_Request_
Copy every one of the records below word for word, keeping each line as it appears.
::: Raw data
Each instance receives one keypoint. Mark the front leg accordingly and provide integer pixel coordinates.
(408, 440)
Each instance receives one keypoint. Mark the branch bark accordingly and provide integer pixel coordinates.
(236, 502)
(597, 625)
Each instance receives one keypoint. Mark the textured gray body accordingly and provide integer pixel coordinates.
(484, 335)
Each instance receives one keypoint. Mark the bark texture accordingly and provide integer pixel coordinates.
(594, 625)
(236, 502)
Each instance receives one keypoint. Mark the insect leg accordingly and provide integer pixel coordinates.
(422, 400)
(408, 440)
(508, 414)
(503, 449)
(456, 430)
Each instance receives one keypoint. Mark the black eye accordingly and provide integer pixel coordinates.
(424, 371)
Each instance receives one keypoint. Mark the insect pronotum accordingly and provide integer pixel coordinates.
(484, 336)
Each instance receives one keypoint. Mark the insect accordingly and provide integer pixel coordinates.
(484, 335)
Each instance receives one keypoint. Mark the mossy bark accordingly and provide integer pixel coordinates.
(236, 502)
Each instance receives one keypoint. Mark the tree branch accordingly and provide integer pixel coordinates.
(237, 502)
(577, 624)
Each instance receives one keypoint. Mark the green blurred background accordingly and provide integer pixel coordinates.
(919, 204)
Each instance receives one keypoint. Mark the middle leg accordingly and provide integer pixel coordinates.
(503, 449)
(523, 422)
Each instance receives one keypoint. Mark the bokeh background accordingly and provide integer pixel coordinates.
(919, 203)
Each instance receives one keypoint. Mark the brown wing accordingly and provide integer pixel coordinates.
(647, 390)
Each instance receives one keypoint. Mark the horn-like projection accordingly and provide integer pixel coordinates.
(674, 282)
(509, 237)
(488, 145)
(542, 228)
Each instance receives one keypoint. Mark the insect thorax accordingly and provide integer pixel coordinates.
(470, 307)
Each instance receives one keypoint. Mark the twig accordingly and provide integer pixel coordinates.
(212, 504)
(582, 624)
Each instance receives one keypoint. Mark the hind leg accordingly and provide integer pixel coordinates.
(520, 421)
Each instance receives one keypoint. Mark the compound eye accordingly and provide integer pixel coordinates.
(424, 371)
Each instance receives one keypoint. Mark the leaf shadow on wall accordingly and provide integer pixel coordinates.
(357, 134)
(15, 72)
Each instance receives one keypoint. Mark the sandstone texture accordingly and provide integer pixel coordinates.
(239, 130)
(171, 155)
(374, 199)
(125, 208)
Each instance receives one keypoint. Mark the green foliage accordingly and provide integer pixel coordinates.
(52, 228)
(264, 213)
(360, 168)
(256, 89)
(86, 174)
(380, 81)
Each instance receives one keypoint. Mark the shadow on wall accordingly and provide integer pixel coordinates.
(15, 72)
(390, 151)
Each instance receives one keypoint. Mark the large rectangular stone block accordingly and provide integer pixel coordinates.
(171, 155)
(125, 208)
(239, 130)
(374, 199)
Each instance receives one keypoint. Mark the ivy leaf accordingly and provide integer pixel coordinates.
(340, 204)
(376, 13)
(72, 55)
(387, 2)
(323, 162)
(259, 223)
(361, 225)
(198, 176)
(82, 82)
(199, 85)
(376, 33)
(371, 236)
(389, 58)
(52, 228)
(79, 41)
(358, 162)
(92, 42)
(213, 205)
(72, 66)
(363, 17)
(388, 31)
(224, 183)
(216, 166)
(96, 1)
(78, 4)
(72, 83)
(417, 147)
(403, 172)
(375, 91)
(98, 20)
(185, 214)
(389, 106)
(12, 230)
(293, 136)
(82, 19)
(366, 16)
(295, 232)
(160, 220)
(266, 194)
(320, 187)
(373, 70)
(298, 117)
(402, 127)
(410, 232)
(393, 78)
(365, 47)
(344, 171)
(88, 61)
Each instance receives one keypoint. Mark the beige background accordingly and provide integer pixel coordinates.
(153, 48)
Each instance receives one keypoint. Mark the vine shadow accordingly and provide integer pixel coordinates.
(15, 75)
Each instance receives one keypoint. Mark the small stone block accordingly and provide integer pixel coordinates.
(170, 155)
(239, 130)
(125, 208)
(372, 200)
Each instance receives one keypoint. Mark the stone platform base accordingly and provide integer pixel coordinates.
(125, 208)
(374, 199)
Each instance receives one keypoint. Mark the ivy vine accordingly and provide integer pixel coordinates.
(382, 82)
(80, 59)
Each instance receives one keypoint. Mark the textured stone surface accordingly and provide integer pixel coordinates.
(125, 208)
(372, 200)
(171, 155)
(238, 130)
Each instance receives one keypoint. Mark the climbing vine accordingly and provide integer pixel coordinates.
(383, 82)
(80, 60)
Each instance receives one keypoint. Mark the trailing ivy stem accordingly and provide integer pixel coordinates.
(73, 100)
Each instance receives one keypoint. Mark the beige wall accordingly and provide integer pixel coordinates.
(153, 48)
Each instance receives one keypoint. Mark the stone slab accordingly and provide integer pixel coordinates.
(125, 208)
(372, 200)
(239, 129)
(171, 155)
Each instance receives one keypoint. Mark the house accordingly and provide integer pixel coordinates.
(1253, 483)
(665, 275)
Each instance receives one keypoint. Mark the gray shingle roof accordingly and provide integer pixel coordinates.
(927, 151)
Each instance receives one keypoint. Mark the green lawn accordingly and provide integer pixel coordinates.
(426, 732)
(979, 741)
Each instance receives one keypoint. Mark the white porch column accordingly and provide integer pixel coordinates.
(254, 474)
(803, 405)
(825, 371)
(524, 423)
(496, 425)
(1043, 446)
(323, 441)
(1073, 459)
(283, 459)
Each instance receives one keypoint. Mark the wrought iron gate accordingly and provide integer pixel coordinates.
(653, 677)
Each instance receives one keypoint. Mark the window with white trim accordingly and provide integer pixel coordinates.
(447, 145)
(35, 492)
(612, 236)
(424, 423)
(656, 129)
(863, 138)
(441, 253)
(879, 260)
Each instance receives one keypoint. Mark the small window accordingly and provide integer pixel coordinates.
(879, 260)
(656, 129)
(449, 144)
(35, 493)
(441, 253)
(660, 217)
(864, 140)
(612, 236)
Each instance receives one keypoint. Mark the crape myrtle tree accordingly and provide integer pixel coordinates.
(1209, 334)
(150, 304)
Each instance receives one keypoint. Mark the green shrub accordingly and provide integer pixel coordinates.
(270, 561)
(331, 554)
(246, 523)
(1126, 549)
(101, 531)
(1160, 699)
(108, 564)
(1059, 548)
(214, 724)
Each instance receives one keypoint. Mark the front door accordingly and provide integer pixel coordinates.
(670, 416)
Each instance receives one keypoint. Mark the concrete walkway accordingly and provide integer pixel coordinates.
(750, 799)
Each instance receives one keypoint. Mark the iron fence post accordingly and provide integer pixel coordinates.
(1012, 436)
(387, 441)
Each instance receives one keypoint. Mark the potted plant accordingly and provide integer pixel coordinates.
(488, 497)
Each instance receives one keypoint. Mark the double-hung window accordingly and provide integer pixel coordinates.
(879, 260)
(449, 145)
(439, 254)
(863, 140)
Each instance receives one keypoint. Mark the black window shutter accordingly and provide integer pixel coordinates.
::::::
_Final result_
Each instance receives one keypoint. Mark the front leg accordingly and provide integer pixel coordinates.
(408, 440)
Each instance receives one keypoint. Mark the branch bark accordingly and provide integer pixel coordinates.
(236, 502)
(597, 625)
Each instance receives one keypoint. Mark the textured gray body accordingly and provide integer pixel coordinates.
(484, 335)
Each instance receives one keypoint. Mark the bark texture accordingly and provide integer pixel coordinates.
(594, 625)
(236, 502)
Each instance receives one keypoint. Mark the insect leg accordingly and provide integer pixel coordinates.
(422, 400)
(408, 440)
(508, 414)
(503, 449)
(456, 430)
Each instance receives one keypoint. Mark the black eye accordingly and provide integer pixel coordinates.
(424, 371)
Each instance receives one keypoint. Mark the insect pronotum accordingly and provide integer pixel coordinates.
(484, 336)
Each instance receives one keypoint. Mark the insect accordingly and provide integer pixel coordinates.
(484, 335)
Each instance receives one keypoint. Mark the mossy bark accordingly and provide integer pixel coordinates.
(236, 502)
Each instance receives one keypoint. Mark the tree branch accordingly and provide integer pixel coordinates.
(237, 502)
(577, 624)
Each instance receives one keypoint. Mark the green blurred background accordingly and provide integer pixel coordinates.
(919, 204)
Each instance receives one keypoint. Mark the middle leg accordingly and provide integer pixel coordinates.
(503, 449)
(523, 422)
Each instance receives one keypoint. Mark the bokeh background accordingly and provide integer pixel coordinates.
(919, 203)
Each instance receives one keypoint. Mark the brown wing accordingly and provide integer pixel coordinates.
(647, 390)
Each instance receives one keypoint. Mark the horn-like projection accordingly and provide integer pixel coordinates.
(674, 282)
(509, 237)
(488, 145)
(542, 228)
Each instance receives one keypoint. Mark the insect thorax accordingly and provide integer pixel coordinates.
(470, 307)
Each instance receives one keypoint. Mark the twig accordingly and provide integer pixel coordinates.
(212, 504)
(582, 624)
Each instance receives one keypoint. Mark the hind leg accordingly and provide integer pixel coordinates.
(520, 421)
Each instance receives one keypoint. Mark the compound eye accordingly and provide integer pixel coordinates.
(424, 371)
Each instance receives one keypoint. Mark the leaf shadow on wall accordingly and provide integer pixel coordinates.
(357, 134)
(15, 72)
Each instance receives one keypoint. Mark the sandstone texture accordingly and provide integer pixel coordinates.
(239, 130)
(171, 155)
(374, 199)
(125, 208)
Each instance receives one keypoint. Mark the green foliage accordingly and provide integer pixel coordinates.
(52, 228)
(264, 213)
(360, 168)
(256, 89)
(86, 174)
(380, 81)
Each instance receives one keypoint. Mark the shadow on wall accordingly and provide integer pixel coordinates.
(15, 72)
(390, 151)
Each instance receives one keypoint. Mark the large rectangular stone block accordingly and provide integer pixel coordinates.
(171, 155)
(125, 208)
(239, 130)
(374, 199)
Each instance receives one keypoint. Mark the ivy leaf accordingly and provide integer pixel coordinates.
(340, 204)
(376, 13)
(72, 55)
(387, 2)
(323, 162)
(259, 223)
(361, 225)
(198, 176)
(82, 82)
(199, 85)
(376, 33)
(371, 236)
(389, 58)
(52, 228)
(79, 41)
(358, 162)
(92, 42)
(213, 205)
(72, 66)
(363, 17)
(388, 31)
(224, 183)
(216, 166)
(96, 1)
(78, 4)
(72, 83)
(417, 147)
(403, 172)
(375, 91)
(98, 20)
(185, 214)
(389, 106)
(12, 230)
(293, 136)
(82, 19)
(366, 16)
(295, 232)
(160, 220)
(266, 194)
(320, 187)
(373, 70)
(298, 117)
(402, 127)
(410, 232)
(393, 78)
(365, 47)
(344, 171)
(88, 61)
Each instance receives one keypoint. Mark the beige background accordingly and provide integer pixel coordinates.
(153, 48)
Each instance receives one keypoint. Mark the vine shadow accordingly and provide integer pixel coordinates.
(15, 75)
Each instance receives one keypoint. Mark the small stone block accordingly and provide integer pixel coordinates.
(170, 155)
(239, 130)
(125, 208)
(372, 200)
Each instance receives one keypoint. Mark the stone platform base accordingly and provide integer pixel coordinates.
(125, 208)
(374, 199)
Each instance receives one keypoint. Mark the ivy vine accordingly and provide integer pixel coordinates.
(382, 82)
(80, 59)
Each instance receives one keypoint. Mark the textured stone surface accordingly and provide integer pixel coordinates.
(125, 208)
(372, 200)
(171, 155)
(238, 130)
Each instance receives one keypoint. Mark the climbing vine accordingly and provide integer pixel coordinates.
(383, 82)
(80, 60)
Each instance receives one keypoint. Mark the trailing ivy stem accordingly and provide integer pixel coordinates.
(73, 100)
Each instance receives one keypoint. Mark the beige wall accordingly and provide integer pixel coordinates.
(153, 48)
Each instance receives one keypoint. Mark the stone slab accordingly and provide integer pixel coordinates.
(125, 208)
(372, 200)
(239, 129)
(171, 155)
Each instance receives one keypoint. Mark the house accordingly and provide integer pixel coordinates.
(1253, 483)
(665, 275)
Each instance receives one keypoint. Mark the gray shingle roof accordingly and provide integer pixel coordinates.
(927, 151)
Each instance receives one keypoint. Mark the green lawn accordingly and provide integer pixel coordinates.
(426, 732)
(979, 741)
Each instance receives one keypoint. Mark the white porch column accordingly and provide integer pixel coordinates.
(254, 474)
(803, 405)
(825, 371)
(524, 423)
(496, 425)
(1043, 446)
(323, 441)
(1073, 459)
(283, 459)
Each instance receives one keypoint. Mark the wrought iron gate accordingly and provide integer pixel coordinates.
(653, 677)
Each instance receives one keypoint. Mark the window with white trim accordingly and provide integer pixel coordinates.
(447, 145)
(35, 492)
(612, 236)
(424, 423)
(656, 129)
(863, 138)
(441, 253)
(879, 260)
Each instance receives one keypoint. Mark the small window accordingly and provide integer pixel coordinates.
(879, 260)
(656, 129)
(449, 144)
(35, 493)
(441, 253)
(660, 217)
(864, 140)
(612, 236)
Each instance receives one keypoint. Mark the crape myrtle tree accordingly and provide integer pixel coordinates.
(1209, 334)
(150, 304)
Each instance receives one keypoint. Mark the green shrub accordingly and provide integer pixel coordinates.
(270, 561)
(331, 554)
(246, 523)
(1126, 549)
(101, 531)
(1160, 699)
(108, 564)
(1059, 548)
(214, 724)
Each instance receives one keypoint. Mark the front door accordingly and provide integer pixel coordinates.
(670, 416)
Each instance receives one keypoint. Mark the concrete walkway accordingly and provide integer pixel coordinates.
(750, 799)
Each instance receives one keypoint. Mark the iron fence post accordingly and provide integer pixel coordinates.
(1012, 436)
(387, 441)
Each instance receives one keypoint. Mark the potted plant accordingly and provide integer pixel coordinates.
(488, 497)
Each instance receives one keypoint. Mark the double-hung window accordingly and provide integer pixel coordinates.
(879, 260)
(449, 145)
(439, 254)
(863, 140)
Each instance receives one keypoint. Mark the black window shutter accordingly and provide integer pixel coordinates.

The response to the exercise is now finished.